* Exercise requirements
In the entries below, spot each line with the word "jacket" and copy it.

Records drawn from a dataset
..............................

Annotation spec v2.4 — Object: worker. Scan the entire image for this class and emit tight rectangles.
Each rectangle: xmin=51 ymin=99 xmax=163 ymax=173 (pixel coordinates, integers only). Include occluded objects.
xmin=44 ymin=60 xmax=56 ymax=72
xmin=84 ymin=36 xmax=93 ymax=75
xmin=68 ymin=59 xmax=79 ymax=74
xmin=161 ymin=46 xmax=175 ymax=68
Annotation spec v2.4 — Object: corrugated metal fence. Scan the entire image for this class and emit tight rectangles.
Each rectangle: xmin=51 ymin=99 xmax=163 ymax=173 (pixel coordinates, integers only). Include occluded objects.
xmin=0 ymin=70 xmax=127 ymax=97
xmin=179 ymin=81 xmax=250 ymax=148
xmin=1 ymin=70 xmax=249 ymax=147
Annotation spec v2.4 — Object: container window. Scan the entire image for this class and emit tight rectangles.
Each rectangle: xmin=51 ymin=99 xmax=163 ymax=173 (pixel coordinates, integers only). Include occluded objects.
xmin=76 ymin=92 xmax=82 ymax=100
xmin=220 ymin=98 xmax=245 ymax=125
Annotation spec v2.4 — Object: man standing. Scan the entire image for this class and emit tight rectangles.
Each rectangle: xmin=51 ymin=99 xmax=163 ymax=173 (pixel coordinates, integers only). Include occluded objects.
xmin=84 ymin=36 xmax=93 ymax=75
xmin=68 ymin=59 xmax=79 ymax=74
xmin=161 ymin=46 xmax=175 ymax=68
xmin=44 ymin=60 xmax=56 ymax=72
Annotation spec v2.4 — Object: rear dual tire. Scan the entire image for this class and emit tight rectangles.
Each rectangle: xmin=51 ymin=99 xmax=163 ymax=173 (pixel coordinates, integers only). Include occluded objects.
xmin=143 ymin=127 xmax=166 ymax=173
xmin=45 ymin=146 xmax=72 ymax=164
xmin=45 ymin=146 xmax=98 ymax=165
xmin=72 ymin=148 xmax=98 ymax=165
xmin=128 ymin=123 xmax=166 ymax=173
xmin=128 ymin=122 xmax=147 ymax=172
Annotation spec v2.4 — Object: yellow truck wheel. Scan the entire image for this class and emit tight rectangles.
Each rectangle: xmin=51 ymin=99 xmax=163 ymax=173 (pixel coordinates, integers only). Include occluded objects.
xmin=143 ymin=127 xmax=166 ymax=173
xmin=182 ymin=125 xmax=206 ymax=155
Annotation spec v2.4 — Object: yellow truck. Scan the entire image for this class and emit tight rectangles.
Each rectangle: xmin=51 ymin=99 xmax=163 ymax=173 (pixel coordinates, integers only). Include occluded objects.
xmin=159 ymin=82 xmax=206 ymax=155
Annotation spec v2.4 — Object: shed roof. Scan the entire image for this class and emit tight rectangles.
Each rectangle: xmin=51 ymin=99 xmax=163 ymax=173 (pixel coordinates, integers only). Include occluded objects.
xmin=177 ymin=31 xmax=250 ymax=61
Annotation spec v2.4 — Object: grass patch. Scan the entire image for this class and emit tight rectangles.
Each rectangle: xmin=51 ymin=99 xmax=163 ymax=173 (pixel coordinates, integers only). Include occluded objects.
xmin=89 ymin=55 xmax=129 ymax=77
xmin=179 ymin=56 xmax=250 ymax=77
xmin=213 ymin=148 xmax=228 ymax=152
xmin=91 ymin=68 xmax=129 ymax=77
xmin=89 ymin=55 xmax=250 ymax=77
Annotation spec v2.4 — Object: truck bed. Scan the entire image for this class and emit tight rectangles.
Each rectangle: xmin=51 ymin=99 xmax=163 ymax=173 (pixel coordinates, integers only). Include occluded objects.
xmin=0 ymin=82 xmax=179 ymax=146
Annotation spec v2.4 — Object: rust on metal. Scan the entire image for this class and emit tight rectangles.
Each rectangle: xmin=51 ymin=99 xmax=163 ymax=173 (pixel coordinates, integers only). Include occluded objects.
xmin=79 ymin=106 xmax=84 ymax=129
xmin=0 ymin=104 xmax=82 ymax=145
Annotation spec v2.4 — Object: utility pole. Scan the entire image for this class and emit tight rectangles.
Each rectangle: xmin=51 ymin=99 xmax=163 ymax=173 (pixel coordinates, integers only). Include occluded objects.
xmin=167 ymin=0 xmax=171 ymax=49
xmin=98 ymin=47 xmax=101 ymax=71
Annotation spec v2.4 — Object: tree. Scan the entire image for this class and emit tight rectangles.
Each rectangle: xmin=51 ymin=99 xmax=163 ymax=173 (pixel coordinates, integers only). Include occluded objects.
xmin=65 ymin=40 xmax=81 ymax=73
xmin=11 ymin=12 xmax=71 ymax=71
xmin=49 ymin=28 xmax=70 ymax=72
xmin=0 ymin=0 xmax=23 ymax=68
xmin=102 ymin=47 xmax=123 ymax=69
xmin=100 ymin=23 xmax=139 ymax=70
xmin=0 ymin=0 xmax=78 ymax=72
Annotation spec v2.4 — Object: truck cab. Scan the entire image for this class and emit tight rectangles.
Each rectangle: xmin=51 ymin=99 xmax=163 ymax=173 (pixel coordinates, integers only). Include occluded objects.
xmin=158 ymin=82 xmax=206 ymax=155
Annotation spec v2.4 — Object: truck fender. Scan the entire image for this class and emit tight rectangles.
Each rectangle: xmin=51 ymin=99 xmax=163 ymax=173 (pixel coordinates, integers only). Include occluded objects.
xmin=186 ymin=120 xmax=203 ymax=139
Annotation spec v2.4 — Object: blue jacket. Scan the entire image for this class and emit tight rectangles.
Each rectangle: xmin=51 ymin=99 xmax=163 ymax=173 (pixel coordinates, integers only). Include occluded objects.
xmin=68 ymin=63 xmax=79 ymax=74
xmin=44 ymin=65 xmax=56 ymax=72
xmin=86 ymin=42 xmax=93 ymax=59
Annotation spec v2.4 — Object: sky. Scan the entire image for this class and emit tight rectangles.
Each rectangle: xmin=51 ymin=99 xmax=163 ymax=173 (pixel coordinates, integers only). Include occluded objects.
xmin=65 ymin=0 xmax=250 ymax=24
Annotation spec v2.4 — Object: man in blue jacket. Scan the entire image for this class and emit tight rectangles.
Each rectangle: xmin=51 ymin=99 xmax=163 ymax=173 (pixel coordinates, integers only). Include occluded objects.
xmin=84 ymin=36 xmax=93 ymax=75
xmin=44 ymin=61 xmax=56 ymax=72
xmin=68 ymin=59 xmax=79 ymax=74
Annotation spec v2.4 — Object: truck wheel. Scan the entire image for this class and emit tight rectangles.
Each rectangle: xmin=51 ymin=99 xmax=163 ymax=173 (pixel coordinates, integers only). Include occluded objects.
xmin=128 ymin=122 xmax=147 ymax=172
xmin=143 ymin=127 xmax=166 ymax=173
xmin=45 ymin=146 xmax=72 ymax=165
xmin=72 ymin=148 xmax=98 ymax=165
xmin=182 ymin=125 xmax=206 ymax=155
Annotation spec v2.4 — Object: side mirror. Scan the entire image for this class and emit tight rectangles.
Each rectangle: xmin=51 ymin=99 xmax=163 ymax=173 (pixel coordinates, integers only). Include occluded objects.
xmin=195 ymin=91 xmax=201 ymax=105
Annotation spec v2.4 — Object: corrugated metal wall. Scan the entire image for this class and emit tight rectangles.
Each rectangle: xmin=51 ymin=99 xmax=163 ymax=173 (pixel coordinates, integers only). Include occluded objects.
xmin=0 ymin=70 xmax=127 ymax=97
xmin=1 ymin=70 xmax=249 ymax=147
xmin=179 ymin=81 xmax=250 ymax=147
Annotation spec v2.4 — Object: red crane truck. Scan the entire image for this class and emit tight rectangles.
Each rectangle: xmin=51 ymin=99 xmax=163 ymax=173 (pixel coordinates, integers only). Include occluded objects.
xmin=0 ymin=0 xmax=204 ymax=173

..............................

* Answer for this exercise
Annotation spec v2.4 — Object: blue jacket. Scan the entire image for this class and emit tight rectangles.
Annotation spec v2.4 — Object: man in blue jacket. Scan the entire image for this class and emit tight rectangles.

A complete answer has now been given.